Nothing but the lines from the one containing "Query: leafy bush" through the end of the material should be restated, and each exactly.

*Records shown*:
***
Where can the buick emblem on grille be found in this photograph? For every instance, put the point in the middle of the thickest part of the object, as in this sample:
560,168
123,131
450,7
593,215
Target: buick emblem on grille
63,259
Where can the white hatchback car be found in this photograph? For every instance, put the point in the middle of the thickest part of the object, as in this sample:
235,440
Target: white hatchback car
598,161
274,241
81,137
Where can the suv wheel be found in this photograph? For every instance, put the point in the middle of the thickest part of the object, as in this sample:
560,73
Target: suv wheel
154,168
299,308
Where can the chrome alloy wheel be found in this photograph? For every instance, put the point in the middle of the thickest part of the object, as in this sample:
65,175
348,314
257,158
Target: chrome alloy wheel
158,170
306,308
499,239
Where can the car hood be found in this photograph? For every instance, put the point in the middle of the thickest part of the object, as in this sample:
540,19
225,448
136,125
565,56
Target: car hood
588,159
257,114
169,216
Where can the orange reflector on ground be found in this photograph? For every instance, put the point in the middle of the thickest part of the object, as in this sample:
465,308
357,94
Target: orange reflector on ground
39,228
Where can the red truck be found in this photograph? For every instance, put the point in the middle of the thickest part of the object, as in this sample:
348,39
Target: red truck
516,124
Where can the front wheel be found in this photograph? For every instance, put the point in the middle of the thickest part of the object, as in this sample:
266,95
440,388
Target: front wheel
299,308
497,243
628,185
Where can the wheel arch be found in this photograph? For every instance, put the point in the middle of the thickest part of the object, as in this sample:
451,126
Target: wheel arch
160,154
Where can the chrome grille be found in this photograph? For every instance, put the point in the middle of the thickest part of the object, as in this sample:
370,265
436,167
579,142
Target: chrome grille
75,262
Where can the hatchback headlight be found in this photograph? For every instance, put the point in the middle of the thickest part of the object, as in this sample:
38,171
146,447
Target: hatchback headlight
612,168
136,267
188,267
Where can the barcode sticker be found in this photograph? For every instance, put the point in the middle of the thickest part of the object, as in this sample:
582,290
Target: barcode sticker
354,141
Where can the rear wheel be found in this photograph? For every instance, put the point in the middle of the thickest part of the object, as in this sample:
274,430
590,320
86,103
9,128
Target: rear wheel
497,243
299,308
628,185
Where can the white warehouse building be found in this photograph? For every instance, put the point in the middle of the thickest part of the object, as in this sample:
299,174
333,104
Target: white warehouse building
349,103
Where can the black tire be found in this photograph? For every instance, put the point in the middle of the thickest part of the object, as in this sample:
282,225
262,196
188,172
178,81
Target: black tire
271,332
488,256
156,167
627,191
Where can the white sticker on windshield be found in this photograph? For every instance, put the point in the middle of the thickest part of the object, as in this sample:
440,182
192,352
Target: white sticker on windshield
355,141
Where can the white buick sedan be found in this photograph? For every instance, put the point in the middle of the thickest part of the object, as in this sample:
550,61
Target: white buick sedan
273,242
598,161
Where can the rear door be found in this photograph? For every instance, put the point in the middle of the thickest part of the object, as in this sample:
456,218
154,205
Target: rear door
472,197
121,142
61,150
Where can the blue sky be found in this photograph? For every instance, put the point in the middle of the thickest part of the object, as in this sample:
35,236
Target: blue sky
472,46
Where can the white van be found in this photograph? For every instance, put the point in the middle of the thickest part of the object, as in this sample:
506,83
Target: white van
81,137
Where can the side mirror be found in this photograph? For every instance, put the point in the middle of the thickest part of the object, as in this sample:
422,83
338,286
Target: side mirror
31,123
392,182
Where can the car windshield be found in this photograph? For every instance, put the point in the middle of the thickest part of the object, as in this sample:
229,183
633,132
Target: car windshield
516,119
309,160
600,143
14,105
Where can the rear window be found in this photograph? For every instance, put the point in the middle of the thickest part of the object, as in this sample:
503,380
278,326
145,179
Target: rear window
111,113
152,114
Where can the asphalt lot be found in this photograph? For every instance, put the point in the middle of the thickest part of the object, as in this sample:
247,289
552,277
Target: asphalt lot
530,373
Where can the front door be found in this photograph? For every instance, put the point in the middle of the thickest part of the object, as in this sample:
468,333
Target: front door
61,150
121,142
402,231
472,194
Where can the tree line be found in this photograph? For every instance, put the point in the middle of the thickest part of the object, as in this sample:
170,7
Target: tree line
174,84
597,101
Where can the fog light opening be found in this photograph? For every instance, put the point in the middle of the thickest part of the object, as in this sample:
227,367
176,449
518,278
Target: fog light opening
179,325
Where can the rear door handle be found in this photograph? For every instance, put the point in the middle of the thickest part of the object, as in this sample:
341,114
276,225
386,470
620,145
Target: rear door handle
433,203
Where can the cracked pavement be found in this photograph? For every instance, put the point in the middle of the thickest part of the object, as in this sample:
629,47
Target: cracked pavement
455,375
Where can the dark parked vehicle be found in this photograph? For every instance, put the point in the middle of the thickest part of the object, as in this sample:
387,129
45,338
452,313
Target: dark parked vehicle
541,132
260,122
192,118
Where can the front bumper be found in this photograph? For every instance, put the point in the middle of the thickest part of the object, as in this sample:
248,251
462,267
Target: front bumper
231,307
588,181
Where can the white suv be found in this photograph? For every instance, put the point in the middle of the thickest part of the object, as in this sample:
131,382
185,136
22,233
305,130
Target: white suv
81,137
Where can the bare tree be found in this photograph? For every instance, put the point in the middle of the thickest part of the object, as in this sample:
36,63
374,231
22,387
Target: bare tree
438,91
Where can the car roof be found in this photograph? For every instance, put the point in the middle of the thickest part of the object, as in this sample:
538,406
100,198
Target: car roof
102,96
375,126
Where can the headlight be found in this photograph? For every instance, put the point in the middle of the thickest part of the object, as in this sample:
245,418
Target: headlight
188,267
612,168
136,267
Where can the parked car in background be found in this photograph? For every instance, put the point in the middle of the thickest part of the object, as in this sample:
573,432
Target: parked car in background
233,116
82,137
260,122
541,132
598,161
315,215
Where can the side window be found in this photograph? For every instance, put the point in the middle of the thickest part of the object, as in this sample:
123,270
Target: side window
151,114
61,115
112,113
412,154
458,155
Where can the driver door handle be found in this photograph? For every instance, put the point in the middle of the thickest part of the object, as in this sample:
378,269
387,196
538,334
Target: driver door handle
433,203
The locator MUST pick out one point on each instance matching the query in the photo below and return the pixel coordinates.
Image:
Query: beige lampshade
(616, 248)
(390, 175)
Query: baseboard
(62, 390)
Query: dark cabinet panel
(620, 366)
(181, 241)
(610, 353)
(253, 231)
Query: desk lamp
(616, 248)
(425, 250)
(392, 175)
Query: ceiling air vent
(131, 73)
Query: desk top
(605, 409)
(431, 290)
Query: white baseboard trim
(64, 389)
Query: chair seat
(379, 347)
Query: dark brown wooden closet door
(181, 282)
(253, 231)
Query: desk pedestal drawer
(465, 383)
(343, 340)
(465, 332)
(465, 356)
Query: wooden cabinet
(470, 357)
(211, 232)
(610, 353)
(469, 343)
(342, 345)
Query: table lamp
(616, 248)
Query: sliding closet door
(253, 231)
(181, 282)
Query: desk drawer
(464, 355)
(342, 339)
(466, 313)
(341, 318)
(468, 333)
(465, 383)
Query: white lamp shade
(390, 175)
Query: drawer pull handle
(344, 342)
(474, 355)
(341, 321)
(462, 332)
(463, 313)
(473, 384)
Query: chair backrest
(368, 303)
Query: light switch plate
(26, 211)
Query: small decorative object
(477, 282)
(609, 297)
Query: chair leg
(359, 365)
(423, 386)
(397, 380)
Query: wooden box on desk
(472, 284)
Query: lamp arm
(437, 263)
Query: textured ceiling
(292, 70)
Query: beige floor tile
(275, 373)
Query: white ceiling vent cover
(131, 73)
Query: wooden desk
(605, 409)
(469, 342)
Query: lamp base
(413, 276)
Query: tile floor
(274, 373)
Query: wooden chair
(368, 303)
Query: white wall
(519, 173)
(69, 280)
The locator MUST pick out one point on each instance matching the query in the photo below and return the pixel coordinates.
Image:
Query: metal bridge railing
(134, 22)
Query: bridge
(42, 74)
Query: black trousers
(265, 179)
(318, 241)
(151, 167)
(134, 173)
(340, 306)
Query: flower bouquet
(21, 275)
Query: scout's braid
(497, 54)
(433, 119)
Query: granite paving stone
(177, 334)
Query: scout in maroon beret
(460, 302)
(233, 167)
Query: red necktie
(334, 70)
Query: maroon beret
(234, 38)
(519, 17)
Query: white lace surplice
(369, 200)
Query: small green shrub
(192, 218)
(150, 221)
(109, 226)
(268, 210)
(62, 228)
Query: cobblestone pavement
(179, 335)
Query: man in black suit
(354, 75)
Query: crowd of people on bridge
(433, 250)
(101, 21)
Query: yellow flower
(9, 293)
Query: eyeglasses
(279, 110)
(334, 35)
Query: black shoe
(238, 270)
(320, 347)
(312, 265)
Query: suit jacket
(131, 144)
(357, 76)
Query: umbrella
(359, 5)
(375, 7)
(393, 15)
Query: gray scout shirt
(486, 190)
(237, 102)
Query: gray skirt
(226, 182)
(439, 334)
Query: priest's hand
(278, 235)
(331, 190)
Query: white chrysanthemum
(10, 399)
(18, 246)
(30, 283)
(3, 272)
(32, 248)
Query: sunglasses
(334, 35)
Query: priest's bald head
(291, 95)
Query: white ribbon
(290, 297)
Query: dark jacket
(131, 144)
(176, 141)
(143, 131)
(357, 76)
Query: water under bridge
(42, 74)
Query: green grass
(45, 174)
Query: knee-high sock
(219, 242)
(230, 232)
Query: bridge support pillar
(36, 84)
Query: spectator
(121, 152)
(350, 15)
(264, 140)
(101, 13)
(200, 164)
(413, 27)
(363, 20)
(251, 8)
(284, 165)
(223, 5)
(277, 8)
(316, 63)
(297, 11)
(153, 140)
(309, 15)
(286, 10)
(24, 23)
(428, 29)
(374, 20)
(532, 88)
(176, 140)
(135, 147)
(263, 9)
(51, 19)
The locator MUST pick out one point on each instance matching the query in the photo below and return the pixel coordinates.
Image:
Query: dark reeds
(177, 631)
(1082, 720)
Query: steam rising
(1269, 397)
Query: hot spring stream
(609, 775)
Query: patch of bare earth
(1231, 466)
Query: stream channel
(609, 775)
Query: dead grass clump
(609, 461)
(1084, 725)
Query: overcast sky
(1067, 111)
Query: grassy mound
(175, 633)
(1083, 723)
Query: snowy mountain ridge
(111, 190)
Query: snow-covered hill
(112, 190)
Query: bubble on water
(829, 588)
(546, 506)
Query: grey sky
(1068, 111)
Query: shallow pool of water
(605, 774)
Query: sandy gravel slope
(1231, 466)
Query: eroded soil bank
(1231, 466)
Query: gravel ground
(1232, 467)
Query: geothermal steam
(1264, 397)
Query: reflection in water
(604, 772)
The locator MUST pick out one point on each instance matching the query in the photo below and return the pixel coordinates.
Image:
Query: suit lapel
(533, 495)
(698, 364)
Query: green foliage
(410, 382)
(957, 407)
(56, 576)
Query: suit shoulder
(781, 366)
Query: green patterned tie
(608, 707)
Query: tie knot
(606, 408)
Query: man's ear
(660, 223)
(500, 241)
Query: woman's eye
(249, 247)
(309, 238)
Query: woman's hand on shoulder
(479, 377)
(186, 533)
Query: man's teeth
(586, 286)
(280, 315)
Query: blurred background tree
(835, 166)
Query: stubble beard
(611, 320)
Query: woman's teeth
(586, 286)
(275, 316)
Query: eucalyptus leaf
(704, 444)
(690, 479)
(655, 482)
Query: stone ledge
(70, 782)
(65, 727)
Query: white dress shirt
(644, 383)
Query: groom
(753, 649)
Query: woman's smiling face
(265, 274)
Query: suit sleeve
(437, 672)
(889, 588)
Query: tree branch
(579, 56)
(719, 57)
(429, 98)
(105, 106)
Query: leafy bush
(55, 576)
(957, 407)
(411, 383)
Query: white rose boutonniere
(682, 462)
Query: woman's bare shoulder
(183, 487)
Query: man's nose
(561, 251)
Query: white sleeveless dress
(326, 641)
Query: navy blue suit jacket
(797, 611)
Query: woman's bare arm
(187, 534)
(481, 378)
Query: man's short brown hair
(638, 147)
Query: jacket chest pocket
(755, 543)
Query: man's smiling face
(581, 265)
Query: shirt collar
***
*Answer space*:
Query: leafy bush
(55, 576)
(957, 407)
(411, 383)
Query: white rose boutonniere
(682, 462)
Query: woman's bare shoulder
(183, 487)
Query: man's nose
(561, 251)
Query: white sleeveless dress
(326, 641)
Query: navy blue suit jacket
(797, 611)
Query: woman's bare arm
(187, 534)
(481, 378)
Query: man's short brown hair
(638, 147)
Query: jacket chest pocket
(755, 543)
Query: man's smiling face
(581, 265)
Query: shirt collar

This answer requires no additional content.